## AUSGANGSTEXT
........
# Software testen



## Cerberus (23 Oktober 2008)

Hallo zusammen,

Ich habe mal eine grundsätzliche Frage zum Testen einer Software während bzw. nach deren Entwicklung.

Wie läuft das bei euch ab?? Geht ihr nach bestimmten Regeln vor oder nutzt ihr irgendwelche Tools?

Schon mal vielen Dank für eure Hilfe!

Gruß Cerberus


----------



## SPSKILLER (23 Oktober 2008)

ich mache immer - wenn möglich - parallel Programmerstellung und WinModsimulation.

IMHO ist das Testen während der Entwicklung wichtig um evtl. prinzipielle Probleme rechtzeitig erkennen zu können.

Macht man das zum Schluß, dann wird meist um das Problem rumgeschustert, anstatt es gleich vernünftig zu machen.

Gruß Micha


----------



## Cerberus (23 Oktober 2008)

SPSKILLER schrieb:


> ich mache immer - wenn möglich - parallel Programmerstellung und WinModsimulation.


 
Ist WinModsimulation ein Tool um deine SW zu simulieren?


----------



## SPSKILLER (23 Oktober 2008)

Das ist eine Simulationssoftware, die der S7 die Profibusteilnehmer vorgaukelt.
Dort kann man dann Prozesse programmieren

z.B.

Ansteuerung eines Ventils (Ausgang S7)
-> Simulation setzt nach n Sekunden die Rückmeldung (Eingang S7)
-> Tankniveau steigt
-> usw.

Man kann das weit treiben.
Ich für meinen Teil halte das relativ flach.


----------



## marlob (23 Oktober 2008)

Hier gabs mal einen Beitrag von mir zu WinMOD und Konsorten
*      Auswirkungen eines Simulationsprogramms auf die Inbetriebnahmezeit*
und hier
http://www.sps-forum.de/showpost.php?p=109616&postcount=10


----------



## SPSKILLER (23 Oktober 2008)

@marlob

guter Beitrag!
Kann ich so nur bestätigen.
Die meisten Probleme, die ich auf der Baustelle habe sind verfahrenstechnische Dinge, da man im Büro ja die Funktionsbeschreibung testet...


----------



## Maeggy (25 Oktober 2008)
........
Zeige-Datensätze:
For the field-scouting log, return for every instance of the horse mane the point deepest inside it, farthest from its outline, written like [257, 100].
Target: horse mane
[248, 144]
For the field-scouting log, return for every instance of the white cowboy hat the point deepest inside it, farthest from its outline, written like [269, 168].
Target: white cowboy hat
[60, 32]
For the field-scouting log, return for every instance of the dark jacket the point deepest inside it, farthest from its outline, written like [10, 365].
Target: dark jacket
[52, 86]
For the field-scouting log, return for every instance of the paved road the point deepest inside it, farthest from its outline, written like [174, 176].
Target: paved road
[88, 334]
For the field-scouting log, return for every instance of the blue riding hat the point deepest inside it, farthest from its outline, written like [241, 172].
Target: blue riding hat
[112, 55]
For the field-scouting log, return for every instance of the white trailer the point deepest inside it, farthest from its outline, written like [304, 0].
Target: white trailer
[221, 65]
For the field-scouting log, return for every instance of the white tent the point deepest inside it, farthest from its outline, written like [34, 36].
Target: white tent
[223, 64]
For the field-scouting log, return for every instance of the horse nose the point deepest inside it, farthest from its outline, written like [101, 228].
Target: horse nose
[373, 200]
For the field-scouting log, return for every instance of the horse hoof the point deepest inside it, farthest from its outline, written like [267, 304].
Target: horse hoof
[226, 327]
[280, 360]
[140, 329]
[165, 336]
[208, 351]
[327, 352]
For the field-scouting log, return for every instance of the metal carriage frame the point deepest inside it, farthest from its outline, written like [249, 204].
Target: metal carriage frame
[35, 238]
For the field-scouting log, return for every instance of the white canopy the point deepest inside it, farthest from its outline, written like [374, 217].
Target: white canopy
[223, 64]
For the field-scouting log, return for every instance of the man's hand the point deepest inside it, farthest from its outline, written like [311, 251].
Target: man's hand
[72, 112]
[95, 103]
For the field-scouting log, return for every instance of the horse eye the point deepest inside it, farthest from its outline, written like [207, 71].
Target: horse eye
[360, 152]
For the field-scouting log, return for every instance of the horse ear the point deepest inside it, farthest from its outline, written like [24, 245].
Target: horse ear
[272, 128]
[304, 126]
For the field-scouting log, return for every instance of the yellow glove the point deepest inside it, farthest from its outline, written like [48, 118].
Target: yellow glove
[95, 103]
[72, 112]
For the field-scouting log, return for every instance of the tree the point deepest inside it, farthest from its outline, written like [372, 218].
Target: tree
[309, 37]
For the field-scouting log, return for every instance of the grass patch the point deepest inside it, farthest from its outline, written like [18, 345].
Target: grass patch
........
## AUFGABE 1
Kopiere aus dem Forenthread zum Softwaretesten den Abschnitt von „Gruß Cerberus“ bis einschließlich „vernünftig zu machen.“ ohne jede Änderung.
## AUFGABE 2
Setze den Forenthread zum Softwaretesten an der Stelle fort, an der er endet.

## ERWARTETE AUSGABE 1
Gruß Cerberus


----------



## SPSKILLER (23 Oktober 2008)

ich mache immer - wenn möglich - parallel Programmerstellung und WinModsimulation.

IMHO ist das Testen während der Entwicklung wichtig um evtl. prinzipielle Probleme rechtzeitig erkennen zu können.

Macht man das zum Schluß, dann wird meist um das Problem rumgeschustert, anstatt es gleich vernünftig zu machen.

## ERWARTETE AUSGABE 2
Hallo Cerberus

Habe die Beiträge gelesen und auch mal nach WinMod gesucht. Ist wohl nicht von Siemens.
Also ich bin im Anlagenbau beschäftigt, dabei sind immer wiederkehrende Aufgaben zu erledigen. 
Wir benutzen PLCSIM zur Simulation. Dieses Tool stellt dir eine Sortware-SPS zur Verfügung. Im Gegensatz zu den vorher genannten WinMod musst du hier natürlich das Programm [Ausgang Arbeitsstellung kommt - Zeit n verstrichen - Eingang in Arbeitsstellung = 1] selber schreiben. 
Im Anlagenbau können somit viele Abläufe schon im voraus getestet werden. Wenn du ein HMI von Siemens einsetzt, ist da bei WinCCflex auch eine runtime dabei. Da mußt du dann noch eine Seite für deine Hardwarebedienung (Anlage ein/aus Not-Aus und Schutzbereiche) erweitern. Damit hast du einen großteil der Anlage bereits erledigt. 
Nach dem Prinzip: (AS Arbeitsstellung GS Grundstellung)
Ausgang AS  -  Zeit n   -  Ergebnis oder Eingang AS vorhanden,
Ausgang GS  -  Zeit n   -  Ergebnis oder Eingang GS vorhandne,
lassen sich auch komplexere Vorgänge darstellen, und ohne noch noch alle Einzelheiten zu kennen, schon in den Gesamtprozess mit integrieren und simulieren. 

Gruß
Maeggy


----------



## Rainer Hönle (25 Oktober 2008)

WinMod simuliert die Anlage, PLCSim die SPS. Das sind zwei komplett getrennte Dinge. Und wo bekommt eigentlich die Simulation der Visu auf dem PC die Daten der Anlage her?
Wir haben hier 2 Simulations-SPSen gekoppelt. Eine simuliert die SPS und die andere ist für die Anlage zuständig. Hier kann dann in STEP7 die zu simulierenden Anlagenteile ausprogrammiert werden und man muss keine Knöpfchen drücken um die Anlage zu simulieren oder gar das SPS-Progamm so anpassen, dass es sich selber die Simulationsdaten zur Verfügung stellt.


----------



## Maeggy (25 Oktober 2008)

Hallo Rainer

Thema war ja die eigene Software zu testen. Wie in der Rrealität kommen Daten wenn nicht vom eigenen HMI oder in der SPS gespeicherte Auftragsdaten, von irgenwelchen Fremdsystemen ( Scanner, Server, CAD oder PPS Systemen). diese Daten werden meist in einem DB hinterlegt. Die SPS arbeitet dann mit diesen Parametern bis wieder neue vorgegeben werden.
Fremdsysteme auch noch zu simulieren ist mir bisher nicht in den Sinn gekommen. Liegt vermutlich daran, daß ich dazu zu wenig zeit habe.

Gruß
Maeggy


----------



## Rainer Hönle (25 Oktober 2008)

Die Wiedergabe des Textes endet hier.